PROVIDED DATA:
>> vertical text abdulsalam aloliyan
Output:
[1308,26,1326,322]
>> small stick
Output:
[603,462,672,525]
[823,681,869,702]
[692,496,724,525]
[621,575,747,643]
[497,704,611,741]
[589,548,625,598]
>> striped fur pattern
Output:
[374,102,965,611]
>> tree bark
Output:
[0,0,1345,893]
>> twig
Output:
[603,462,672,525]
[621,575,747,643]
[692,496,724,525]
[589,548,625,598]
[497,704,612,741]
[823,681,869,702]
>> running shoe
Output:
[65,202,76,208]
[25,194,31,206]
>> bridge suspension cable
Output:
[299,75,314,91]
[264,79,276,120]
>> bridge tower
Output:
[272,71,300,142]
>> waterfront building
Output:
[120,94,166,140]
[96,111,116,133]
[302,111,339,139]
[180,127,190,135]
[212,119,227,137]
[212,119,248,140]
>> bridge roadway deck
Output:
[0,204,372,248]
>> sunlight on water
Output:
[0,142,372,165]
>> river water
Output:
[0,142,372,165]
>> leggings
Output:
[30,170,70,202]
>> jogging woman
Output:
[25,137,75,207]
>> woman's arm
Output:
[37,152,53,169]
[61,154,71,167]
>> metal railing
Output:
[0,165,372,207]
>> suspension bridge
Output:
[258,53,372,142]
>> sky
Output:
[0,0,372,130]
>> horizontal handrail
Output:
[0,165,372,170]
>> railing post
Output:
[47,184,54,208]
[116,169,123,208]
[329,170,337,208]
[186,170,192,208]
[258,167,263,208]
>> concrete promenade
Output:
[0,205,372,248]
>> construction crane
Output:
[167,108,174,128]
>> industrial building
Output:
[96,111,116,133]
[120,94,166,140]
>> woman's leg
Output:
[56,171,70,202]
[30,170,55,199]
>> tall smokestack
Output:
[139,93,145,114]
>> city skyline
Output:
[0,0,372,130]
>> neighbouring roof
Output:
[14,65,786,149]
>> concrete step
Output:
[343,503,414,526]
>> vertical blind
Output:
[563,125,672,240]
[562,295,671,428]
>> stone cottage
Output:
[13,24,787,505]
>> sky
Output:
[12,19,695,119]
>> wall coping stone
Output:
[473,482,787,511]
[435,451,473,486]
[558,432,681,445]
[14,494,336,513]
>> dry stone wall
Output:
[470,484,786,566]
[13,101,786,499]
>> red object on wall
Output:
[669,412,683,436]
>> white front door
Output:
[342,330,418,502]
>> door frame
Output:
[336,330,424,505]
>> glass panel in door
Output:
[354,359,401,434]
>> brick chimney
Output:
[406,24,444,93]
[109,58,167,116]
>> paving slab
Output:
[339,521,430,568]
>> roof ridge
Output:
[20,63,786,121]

DESCRIPTION OF THE TASK: Return, word for word, every line of the entries from the one containing "bridge roadway deck" through the last line of the entries, with both of those lines included.

SOLUTION TO THIS PROBLEM:
>> bridge roadway deck
Output:
[0,204,372,248]
>> sunlight on water
Output:
[0,142,372,165]
>> river water
Output:
[0,142,372,165]
>> leggings
Output:
[30,170,70,202]
>> jogging woman
Output:
[25,137,75,207]
>> woman's arm
Output:
[37,152,53,169]
[61,154,71,167]
>> metal railing
Output:
[0,165,372,207]
>> suspension bridge
Output:
[258,53,372,142]
>> sky
Output:
[0,0,372,130]
>> horizontal handrail
Output:
[0,165,372,170]
>> railing post
Output:
[47,184,54,208]
[116,169,123,208]
[329,170,337,208]
[186,170,192,208]
[258,167,263,208]
>> concrete promenade
Output:
[0,205,372,248]
>> construction crane
Output:
[167,108,174,128]
>> industrial building
Output:
[96,111,116,133]
[120,94,166,140]
>> woman's leg
Output:
[56,171,70,202]
[30,170,55,199]
>> tall smokestack
Output:
[139,93,145,114]
>> city skyline
Output:
[0,0,372,130]
>> neighbouring roof
Output:
[14,65,786,149]
>> concrete step
Output:
[343,503,414,526]
>> vertical blind
Output:
[563,125,672,240]
[562,295,671,428]
>> stone cottage
Output:
[13,24,787,505]
>> sky
Output:
[12,19,695,119]
>> wall coping stone
Output:
[473,482,787,511]
[435,451,473,486]
[558,432,681,445]
[14,494,336,513]
>> dry stone wall
Output:
[470,484,786,566]
[13,101,786,499]
>> red object on wall
Output:
[669,412,683,436]
>> white front door
Output:
[342,330,418,502]
>> door frame
Output:
[336,330,424,505]
>> glass panel in door
Output:
[354,359,401,434]
>> brick chimney
Output:
[406,24,444,93]
[109,58,167,116]
>> paving slab
Output:
[339,521,430,568]
>> roof ridge
Output:
[20,63,786,121]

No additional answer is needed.